--- start Selected passage ---

As described above, according to the embodiment, since a first object and a second object are stored in the database while being linked to each other, combinations of plural objects can be monitored, namely, for example, the ownership of the baggage by the person can be determined. In addition, even in the case where the baggage does not appear in all the frames, the similar baggage can be linked and associated using the owner as a key. Further, similar objects (a person and baggage) are determined between cameras, and the determination of the ownership in which information of plural cameras is integrated can be made. Further, a change in the ownership between plural cameras can be determined.

Second Embodiment

In the first embodiment, the possession/owner determination of the corresponding person/baggage is made on the basis of the time-series results obtained by tracking the person and the baggage similar in appearance features to those selected in the tracking target object selection area 2100 between plural cameras. However, if other persons and other baggage that are similar in appearance are mixed in the similarity (person/baggage) search conducted in the tracking, wrong tracking occurs, and the determination result is possibly incorrect. In particular, there are many pieces of similar baggage, and thus it is conceivable that wrong tracking is likely to occur.

Accordingly, in the embodiment, provided is a function of deleting tracking results (tracks by cameras) of the person/baggage displayed as a result of wrong tracking. Further, a tracking result of a camera related to the deleted tracking result of the camera is also deleted by considering a spatiotemporal restriction on the basis of the special positional relationship between the cameras.

FIG. 17 shows a display screen displayed on a terminal PC in the case where baggage tracking is performed in the embodiment. In FIG. 17, the functions same as those of FIG. 13 of the first embodiment are followed by the same signs, and the explanation thereof will be omitted. FIG. 17 is different from FIG. 13 in that buttons 4101 to 4106 linked to videos of the respective cameras are provided to delete the corresponding tracking results.

In the example of FIG. 17, the owner is searched for by tracking a possession B10. However, baggage B11 is wrongly tracked by a camera 52 and a camera 51 in baggage inter-camera tracking results 2230, and as a result, a person M11 is determined as a wrong owner in addition to a person M10 who is the original owner (4203 and 4205).

In this case, in the case where an operator determines that wrong detection has occurred when viewing the screen, it is necessary to delete the corresponding wrong tracking result by pressing a deletion button 4103 or 4105. Further, when the video of either the camera 52 or 51 is deleted by the deletion button 4103 or 4105 in the embodiment, a spatiotemporal restriction is determined by an algorism to be described later, and the relevant wrong detection result (one of the tracking results of the cameras 52 and 51) is also automatically deleted.

Next, a method of deleting a relevant wrong tracking result on the basis of a positional relation between cameras will be described using FIGS. 18, 19, and 20A-B. In FIG. 20A, a positional relation between cameras (reachable routes between cameras in the monitoring target place) is shown. In the embodiment, cameras 51 to camera 56 are arranged as shown in the drawing. Cameras adjacent to the camera 53 on the both sides designated as a query target in FIG. 17 are cameras 52 and 54, and cameras further adjacent thereto are cameras 51 and 55. For example, when moving from the camera 53 to the camera 51, it is necessary to pass through the camera 52.

--- end Selected passage ---

_Work to complete_
Reproduce word for word the section of the baggage-tracking passage that opens with "In the example" and closes with "(4203 and 4205).".

--- start Entries supplied ---

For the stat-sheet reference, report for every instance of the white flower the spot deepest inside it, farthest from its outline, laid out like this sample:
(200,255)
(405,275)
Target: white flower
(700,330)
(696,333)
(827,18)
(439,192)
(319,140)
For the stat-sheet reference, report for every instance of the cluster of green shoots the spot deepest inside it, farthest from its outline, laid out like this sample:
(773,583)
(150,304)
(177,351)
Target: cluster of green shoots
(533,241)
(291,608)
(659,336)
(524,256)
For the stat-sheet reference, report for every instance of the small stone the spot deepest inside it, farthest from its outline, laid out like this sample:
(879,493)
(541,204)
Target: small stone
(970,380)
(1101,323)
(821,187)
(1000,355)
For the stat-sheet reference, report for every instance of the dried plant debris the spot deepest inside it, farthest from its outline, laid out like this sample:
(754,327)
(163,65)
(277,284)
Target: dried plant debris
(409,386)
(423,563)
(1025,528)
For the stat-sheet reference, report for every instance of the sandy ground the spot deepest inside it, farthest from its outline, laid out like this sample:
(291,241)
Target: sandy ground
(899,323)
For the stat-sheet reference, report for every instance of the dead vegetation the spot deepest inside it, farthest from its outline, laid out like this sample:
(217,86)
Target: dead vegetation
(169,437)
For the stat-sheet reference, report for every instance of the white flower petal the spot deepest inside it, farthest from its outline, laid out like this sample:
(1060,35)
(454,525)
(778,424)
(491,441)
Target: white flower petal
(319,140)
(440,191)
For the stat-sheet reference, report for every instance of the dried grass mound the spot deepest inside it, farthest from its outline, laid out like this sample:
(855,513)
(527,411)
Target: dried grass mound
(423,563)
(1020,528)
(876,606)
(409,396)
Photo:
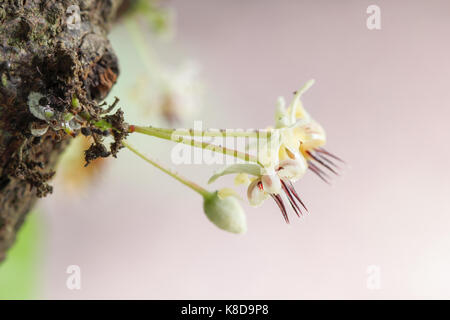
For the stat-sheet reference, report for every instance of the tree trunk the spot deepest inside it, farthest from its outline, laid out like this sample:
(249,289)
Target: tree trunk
(57,51)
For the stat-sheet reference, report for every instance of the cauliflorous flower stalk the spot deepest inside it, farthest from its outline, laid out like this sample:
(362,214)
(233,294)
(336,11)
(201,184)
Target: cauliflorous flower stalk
(284,153)
(221,207)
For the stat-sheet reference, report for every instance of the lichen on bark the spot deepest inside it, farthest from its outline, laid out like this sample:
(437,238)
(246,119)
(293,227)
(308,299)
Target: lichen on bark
(45,49)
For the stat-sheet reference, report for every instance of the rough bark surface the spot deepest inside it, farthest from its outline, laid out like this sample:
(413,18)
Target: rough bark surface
(44,48)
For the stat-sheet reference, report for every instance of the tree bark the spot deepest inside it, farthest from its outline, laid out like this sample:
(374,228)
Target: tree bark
(46,49)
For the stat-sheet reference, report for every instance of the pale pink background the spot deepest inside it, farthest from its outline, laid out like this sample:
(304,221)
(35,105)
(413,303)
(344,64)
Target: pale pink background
(383,97)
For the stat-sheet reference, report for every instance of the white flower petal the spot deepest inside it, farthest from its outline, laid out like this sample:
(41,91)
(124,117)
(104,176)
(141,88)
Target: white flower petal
(255,195)
(292,169)
(271,183)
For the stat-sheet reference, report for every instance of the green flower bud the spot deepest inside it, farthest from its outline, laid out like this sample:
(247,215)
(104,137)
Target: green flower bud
(226,213)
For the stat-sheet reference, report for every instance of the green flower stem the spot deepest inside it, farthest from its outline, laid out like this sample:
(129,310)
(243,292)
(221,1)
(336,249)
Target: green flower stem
(202,191)
(204,145)
(213,133)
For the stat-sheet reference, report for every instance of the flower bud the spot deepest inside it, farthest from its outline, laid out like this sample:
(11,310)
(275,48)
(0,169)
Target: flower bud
(226,213)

--- end Entries supplied ---

_Task response_
In the example of FIG. 17, the owner is searched for by tracking a possession B10. However, baggage B11 is wrongly tracked by a camera 52 and a camera 51 in baggage inter-camera tracking results 2230, and as a result, a person M11 is determined as a wrong owner in addition to a person M10 who is the original owner (4203 and 4205).